## START ENTRIES

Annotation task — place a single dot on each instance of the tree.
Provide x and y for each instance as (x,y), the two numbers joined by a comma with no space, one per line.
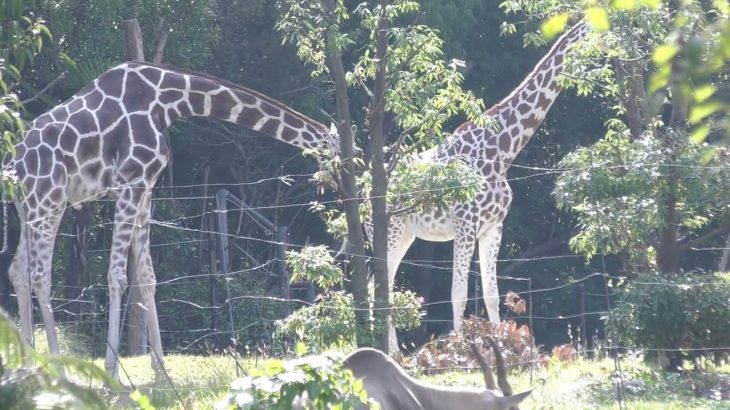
(646,191)
(409,92)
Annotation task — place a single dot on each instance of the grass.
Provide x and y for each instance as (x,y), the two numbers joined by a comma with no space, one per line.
(592,385)
(200,381)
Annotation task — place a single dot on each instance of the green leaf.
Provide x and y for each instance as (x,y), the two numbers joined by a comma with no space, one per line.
(651,3)
(598,17)
(702,111)
(704,92)
(623,4)
(660,79)
(554,25)
(664,53)
(699,134)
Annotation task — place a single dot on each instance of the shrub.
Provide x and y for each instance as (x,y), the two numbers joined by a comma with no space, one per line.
(330,322)
(321,379)
(35,380)
(674,316)
(453,351)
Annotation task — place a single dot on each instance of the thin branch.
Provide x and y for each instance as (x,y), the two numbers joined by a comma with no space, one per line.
(720,230)
(45,89)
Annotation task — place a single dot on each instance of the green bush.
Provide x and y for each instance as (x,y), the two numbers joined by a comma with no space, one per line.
(674,316)
(330,322)
(321,379)
(36,380)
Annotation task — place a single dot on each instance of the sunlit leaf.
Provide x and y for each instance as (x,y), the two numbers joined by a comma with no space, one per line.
(598,17)
(664,53)
(702,111)
(651,3)
(700,134)
(554,25)
(704,92)
(623,4)
(659,79)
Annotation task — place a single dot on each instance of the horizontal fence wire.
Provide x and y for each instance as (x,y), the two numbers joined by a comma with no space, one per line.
(93,312)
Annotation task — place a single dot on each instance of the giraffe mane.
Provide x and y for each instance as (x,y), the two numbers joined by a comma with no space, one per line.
(320,127)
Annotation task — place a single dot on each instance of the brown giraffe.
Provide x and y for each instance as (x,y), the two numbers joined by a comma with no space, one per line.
(108,139)
(490,153)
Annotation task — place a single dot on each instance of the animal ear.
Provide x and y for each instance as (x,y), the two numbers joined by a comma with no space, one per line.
(509,402)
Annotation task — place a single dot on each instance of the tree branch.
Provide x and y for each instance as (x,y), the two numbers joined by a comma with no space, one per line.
(720,230)
(536,251)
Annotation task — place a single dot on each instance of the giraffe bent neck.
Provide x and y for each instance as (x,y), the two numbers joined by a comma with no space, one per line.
(175,93)
(519,114)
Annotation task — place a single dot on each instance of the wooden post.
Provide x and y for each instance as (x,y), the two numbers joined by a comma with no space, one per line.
(583,320)
(213,284)
(282,235)
(222,219)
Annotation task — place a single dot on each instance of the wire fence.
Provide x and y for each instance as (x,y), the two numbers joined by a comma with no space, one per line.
(196,304)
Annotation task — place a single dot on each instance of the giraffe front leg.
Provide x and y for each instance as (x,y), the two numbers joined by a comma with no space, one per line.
(125,216)
(145,278)
(20,275)
(489,244)
(45,234)
(399,240)
(464,242)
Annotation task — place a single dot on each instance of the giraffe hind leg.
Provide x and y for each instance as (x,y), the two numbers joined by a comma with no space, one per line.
(464,243)
(489,244)
(145,279)
(20,277)
(125,218)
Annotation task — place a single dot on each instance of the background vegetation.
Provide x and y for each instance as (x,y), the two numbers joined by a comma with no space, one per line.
(627,176)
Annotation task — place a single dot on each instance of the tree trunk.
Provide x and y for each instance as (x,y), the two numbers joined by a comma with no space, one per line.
(379,262)
(668,254)
(725,259)
(348,190)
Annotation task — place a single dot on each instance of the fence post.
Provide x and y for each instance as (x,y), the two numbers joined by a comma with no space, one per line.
(583,321)
(210,225)
(222,219)
(282,242)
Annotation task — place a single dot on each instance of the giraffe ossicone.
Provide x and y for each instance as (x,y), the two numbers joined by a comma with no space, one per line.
(109,139)
(489,151)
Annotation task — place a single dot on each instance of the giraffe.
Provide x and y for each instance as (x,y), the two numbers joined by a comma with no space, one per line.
(108,140)
(490,152)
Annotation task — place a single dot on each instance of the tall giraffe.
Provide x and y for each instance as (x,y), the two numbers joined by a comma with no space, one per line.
(108,139)
(490,153)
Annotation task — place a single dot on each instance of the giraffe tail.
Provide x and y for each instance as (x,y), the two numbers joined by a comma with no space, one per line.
(4,249)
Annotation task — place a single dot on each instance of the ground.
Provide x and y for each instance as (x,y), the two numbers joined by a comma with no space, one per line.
(202,380)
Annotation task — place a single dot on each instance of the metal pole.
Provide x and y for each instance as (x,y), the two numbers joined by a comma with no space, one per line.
(220,199)
(282,233)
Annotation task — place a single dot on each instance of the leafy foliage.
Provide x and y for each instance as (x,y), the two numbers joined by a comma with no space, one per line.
(617,188)
(315,264)
(674,313)
(318,382)
(515,341)
(43,384)
(330,322)
(21,38)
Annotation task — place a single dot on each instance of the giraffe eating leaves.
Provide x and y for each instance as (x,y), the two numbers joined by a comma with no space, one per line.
(490,153)
(108,139)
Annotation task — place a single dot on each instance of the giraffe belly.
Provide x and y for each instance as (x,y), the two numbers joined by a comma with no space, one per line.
(434,226)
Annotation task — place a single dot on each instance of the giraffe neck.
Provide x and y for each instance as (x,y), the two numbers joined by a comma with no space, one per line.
(521,112)
(176,93)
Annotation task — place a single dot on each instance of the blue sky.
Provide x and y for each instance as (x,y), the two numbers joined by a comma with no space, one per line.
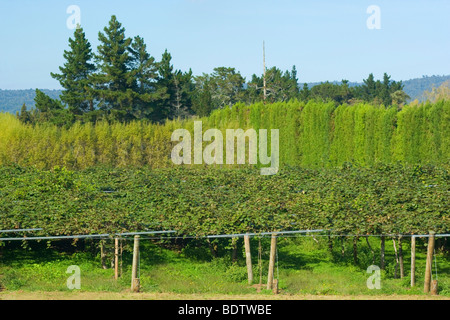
(324,39)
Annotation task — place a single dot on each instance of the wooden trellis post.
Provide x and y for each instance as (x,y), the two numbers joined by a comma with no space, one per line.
(428,267)
(248,259)
(413,261)
(273,249)
(134,270)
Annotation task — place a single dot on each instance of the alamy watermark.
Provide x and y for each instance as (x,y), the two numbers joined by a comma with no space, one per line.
(374,20)
(235,146)
(74,20)
(374,281)
(74,281)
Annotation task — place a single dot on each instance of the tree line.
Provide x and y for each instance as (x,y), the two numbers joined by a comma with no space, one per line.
(311,135)
(123,82)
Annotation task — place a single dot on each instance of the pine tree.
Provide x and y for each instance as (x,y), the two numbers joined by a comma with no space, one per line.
(114,81)
(51,110)
(145,72)
(178,88)
(75,75)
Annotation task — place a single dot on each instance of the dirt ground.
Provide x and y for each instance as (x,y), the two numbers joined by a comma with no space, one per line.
(80,295)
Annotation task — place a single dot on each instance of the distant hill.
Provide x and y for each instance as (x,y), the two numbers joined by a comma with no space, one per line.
(416,87)
(413,88)
(12,100)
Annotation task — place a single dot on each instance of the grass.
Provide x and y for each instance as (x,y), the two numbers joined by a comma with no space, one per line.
(304,267)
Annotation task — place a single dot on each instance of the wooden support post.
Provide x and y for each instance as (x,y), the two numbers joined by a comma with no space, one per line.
(116,258)
(428,269)
(433,289)
(273,249)
(400,257)
(396,259)
(134,269)
(248,259)
(275,286)
(413,261)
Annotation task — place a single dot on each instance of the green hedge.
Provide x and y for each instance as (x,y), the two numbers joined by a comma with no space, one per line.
(312,135)
(382,199)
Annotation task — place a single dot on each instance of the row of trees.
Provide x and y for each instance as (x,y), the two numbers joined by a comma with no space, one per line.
(122,82)
(312,135)
(347,201)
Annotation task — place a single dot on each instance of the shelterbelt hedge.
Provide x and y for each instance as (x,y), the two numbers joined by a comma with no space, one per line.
(383,199)
(312,135)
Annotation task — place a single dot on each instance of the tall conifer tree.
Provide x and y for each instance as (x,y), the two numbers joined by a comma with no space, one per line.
(114,81)
(75,75)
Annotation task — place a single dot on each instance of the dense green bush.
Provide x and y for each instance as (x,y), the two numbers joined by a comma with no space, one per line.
(207,201)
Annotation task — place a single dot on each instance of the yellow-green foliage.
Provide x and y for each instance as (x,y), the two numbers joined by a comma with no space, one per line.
(311,135)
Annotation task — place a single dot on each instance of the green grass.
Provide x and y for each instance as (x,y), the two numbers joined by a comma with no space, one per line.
(304,266)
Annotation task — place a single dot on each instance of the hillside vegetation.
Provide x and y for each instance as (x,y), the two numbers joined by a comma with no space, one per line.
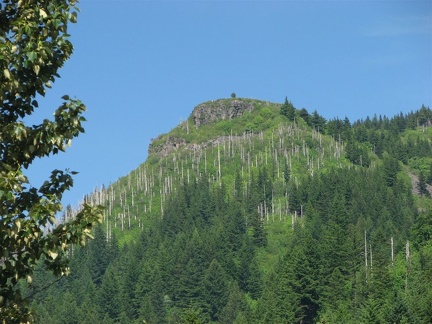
(256,212)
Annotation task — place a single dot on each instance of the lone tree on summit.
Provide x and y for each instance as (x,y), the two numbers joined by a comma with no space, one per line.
(33,46)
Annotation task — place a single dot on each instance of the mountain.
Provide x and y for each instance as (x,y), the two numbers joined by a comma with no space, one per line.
(250,212)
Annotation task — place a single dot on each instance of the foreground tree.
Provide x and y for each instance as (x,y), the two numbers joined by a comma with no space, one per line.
(33,46)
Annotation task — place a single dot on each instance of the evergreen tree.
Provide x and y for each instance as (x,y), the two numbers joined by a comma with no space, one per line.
(288,109)
(422,186)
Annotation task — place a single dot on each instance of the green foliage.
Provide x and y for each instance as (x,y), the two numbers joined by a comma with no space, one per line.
(274,222)
(33,46)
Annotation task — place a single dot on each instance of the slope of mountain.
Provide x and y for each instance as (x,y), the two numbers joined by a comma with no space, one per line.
(242,214)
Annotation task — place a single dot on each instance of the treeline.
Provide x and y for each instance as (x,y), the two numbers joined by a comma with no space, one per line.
(377,134)
(355,249)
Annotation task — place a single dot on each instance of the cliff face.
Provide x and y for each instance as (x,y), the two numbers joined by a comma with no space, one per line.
(215,111)
(205,113)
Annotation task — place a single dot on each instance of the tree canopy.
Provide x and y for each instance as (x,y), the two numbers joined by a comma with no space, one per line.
(33,46)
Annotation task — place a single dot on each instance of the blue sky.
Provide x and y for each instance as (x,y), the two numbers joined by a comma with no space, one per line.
(142,66)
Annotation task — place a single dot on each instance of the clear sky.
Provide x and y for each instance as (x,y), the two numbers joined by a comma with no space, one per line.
(142,66)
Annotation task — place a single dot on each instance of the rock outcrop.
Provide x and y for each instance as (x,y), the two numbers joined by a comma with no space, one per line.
(214,111)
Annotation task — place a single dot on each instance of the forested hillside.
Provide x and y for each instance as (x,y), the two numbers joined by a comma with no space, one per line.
(255,212)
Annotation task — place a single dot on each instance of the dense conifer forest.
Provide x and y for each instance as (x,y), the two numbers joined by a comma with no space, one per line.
(254,212)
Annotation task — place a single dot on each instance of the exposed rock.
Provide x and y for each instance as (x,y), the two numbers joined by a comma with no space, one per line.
(215,111)
(171,144)
(174,144)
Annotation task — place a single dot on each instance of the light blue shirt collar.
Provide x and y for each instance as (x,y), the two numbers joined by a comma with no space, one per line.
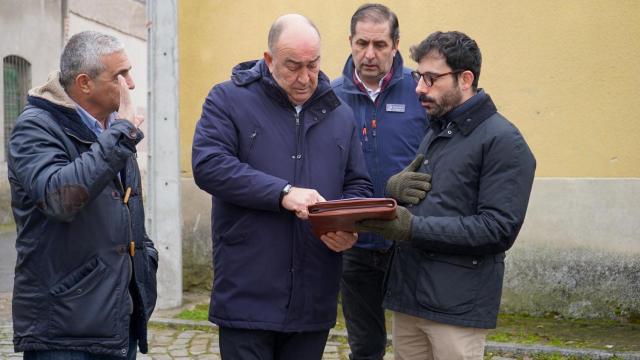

## END ENTRIES

DIRECTIONS FOR THIS TASK>
Return every line of the records that contains the word "foliage".

EXPECTED ANSWER>
Annotation task — place a single dot on each instance of the leafy foliage.
Annotation task — place a single dot on each instance of the yellow-green foliage.
Annotation task — place a single dot on each instance of the green foliage.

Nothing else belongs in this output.